*Exercise instructions*. Reproduce, word for word, the lines of the data between the line holding "target: window" and the line holding "[[[26,49],[12,47],[12,79],[26,79]]]", inclusive.

☆ ☆ ☆ ☆ ☆

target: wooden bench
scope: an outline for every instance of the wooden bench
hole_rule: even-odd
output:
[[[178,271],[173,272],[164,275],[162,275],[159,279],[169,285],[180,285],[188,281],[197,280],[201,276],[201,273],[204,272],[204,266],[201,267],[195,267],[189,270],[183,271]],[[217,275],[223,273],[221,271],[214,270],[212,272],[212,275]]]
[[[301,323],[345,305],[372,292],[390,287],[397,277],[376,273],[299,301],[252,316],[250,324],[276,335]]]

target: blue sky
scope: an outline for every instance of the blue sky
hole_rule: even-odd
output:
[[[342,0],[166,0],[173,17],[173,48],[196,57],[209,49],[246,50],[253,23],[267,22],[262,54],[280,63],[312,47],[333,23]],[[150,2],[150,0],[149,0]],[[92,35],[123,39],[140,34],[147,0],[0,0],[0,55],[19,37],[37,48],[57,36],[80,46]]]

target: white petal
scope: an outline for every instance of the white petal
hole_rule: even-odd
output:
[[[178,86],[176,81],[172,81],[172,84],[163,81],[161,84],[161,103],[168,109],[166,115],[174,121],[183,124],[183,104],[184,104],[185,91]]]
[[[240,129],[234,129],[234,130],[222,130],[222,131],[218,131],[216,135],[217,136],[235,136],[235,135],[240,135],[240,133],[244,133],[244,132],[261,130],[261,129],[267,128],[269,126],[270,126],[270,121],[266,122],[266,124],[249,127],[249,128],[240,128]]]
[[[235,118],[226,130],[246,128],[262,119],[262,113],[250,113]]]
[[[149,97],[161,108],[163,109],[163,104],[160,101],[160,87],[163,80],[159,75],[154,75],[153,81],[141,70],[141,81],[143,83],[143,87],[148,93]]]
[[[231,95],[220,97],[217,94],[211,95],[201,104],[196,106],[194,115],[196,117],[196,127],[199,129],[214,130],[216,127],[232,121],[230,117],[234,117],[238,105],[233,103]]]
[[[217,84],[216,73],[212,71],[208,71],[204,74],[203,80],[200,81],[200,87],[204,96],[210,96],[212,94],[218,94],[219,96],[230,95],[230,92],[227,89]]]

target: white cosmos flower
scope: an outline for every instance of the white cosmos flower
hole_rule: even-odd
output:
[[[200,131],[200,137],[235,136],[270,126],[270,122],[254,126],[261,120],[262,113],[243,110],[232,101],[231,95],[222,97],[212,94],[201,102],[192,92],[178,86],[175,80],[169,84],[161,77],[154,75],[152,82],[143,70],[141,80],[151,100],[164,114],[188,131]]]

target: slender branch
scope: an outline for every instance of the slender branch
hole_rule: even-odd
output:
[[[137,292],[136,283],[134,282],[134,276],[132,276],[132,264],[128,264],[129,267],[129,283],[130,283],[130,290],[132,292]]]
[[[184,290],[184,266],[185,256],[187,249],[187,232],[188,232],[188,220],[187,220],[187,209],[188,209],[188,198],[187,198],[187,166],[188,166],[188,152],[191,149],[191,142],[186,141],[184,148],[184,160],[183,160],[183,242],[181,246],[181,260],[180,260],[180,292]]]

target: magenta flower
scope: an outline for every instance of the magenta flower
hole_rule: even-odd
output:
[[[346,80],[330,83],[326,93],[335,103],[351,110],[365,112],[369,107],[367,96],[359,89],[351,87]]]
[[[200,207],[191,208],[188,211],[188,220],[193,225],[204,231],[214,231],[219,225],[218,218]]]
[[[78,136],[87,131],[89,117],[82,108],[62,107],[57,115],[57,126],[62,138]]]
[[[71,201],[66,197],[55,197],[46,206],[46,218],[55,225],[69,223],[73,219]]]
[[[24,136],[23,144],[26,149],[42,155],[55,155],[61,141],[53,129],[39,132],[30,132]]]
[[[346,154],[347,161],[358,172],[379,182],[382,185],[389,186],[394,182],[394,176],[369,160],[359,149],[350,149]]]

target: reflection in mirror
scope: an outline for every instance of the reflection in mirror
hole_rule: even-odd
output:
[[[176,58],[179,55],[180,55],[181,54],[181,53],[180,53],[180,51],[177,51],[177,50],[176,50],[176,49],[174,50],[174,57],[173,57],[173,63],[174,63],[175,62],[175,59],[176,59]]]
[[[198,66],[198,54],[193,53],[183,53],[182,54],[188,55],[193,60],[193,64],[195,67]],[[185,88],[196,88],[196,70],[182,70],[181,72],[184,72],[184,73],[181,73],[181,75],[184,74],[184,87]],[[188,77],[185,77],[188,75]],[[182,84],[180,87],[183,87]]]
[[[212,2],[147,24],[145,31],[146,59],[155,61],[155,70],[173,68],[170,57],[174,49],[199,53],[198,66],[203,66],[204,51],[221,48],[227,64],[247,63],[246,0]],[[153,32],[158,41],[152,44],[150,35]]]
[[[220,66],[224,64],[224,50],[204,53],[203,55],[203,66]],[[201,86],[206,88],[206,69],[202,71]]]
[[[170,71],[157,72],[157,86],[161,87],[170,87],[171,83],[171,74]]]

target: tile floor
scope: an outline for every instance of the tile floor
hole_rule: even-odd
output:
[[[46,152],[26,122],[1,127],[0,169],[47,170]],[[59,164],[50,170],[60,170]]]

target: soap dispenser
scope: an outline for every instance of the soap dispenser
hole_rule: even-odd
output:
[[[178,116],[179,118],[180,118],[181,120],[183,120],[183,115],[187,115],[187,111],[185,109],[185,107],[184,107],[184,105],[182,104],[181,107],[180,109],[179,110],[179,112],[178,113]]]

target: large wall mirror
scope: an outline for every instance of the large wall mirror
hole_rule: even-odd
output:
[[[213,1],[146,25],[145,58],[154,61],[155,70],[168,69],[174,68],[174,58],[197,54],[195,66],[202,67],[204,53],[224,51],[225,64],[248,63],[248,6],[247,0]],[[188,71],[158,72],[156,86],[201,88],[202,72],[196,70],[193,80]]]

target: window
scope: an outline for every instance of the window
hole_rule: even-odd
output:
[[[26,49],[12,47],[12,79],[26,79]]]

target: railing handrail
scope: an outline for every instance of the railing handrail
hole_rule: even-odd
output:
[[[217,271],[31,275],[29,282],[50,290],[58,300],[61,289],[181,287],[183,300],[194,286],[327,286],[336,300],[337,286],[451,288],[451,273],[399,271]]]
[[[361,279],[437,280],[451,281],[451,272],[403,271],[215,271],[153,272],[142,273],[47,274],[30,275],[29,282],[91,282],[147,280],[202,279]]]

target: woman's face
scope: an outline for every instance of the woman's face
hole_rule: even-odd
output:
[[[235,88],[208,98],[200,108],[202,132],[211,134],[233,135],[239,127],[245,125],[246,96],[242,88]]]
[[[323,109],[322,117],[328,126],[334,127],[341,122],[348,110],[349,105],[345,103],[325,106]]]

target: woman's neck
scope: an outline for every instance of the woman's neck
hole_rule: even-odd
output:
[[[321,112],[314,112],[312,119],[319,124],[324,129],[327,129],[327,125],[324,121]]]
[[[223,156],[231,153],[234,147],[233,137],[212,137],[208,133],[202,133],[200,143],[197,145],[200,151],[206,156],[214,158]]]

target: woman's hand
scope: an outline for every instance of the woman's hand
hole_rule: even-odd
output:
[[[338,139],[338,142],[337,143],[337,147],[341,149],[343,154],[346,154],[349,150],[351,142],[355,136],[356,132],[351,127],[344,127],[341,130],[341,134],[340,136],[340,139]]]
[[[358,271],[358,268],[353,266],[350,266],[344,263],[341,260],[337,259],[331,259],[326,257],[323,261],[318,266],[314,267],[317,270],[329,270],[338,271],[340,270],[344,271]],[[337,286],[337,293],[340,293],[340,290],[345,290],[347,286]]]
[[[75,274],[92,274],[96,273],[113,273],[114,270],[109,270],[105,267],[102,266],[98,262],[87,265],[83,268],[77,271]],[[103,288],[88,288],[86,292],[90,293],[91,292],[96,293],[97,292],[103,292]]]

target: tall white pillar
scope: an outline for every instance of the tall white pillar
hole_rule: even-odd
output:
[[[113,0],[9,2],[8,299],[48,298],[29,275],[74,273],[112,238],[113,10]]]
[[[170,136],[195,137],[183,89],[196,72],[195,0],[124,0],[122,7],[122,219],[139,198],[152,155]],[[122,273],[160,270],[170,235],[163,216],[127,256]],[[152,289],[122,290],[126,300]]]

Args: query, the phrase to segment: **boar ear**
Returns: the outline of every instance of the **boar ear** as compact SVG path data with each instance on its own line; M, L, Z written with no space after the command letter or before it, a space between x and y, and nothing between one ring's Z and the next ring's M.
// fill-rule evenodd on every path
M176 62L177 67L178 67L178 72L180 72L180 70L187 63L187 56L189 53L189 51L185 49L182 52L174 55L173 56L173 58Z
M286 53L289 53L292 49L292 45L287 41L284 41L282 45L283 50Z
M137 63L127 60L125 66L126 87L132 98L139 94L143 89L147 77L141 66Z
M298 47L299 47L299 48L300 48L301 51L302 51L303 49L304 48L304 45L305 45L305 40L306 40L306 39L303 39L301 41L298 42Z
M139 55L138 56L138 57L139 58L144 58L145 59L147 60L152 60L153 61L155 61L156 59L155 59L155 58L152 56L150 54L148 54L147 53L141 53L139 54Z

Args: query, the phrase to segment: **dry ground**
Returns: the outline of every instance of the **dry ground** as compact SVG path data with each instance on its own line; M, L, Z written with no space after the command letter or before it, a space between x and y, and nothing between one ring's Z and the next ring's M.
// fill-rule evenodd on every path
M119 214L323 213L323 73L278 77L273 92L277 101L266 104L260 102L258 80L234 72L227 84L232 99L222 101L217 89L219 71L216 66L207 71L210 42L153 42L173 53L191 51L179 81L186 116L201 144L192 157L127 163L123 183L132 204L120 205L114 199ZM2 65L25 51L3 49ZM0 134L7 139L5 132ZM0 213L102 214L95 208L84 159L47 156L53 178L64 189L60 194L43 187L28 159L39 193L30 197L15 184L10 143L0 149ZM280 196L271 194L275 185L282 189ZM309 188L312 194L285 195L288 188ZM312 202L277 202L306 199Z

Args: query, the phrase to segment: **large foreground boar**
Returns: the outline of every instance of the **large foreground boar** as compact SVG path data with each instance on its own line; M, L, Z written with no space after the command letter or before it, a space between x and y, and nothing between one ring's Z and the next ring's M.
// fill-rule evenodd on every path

☆ ☆ ☆ ☆ ☆

*Exercise answer*.
target: window
scope: an outline for every instance of the window
hole_rule: even-odd
output:
[[[26,49],[12,47],[12,79],[26,79]]]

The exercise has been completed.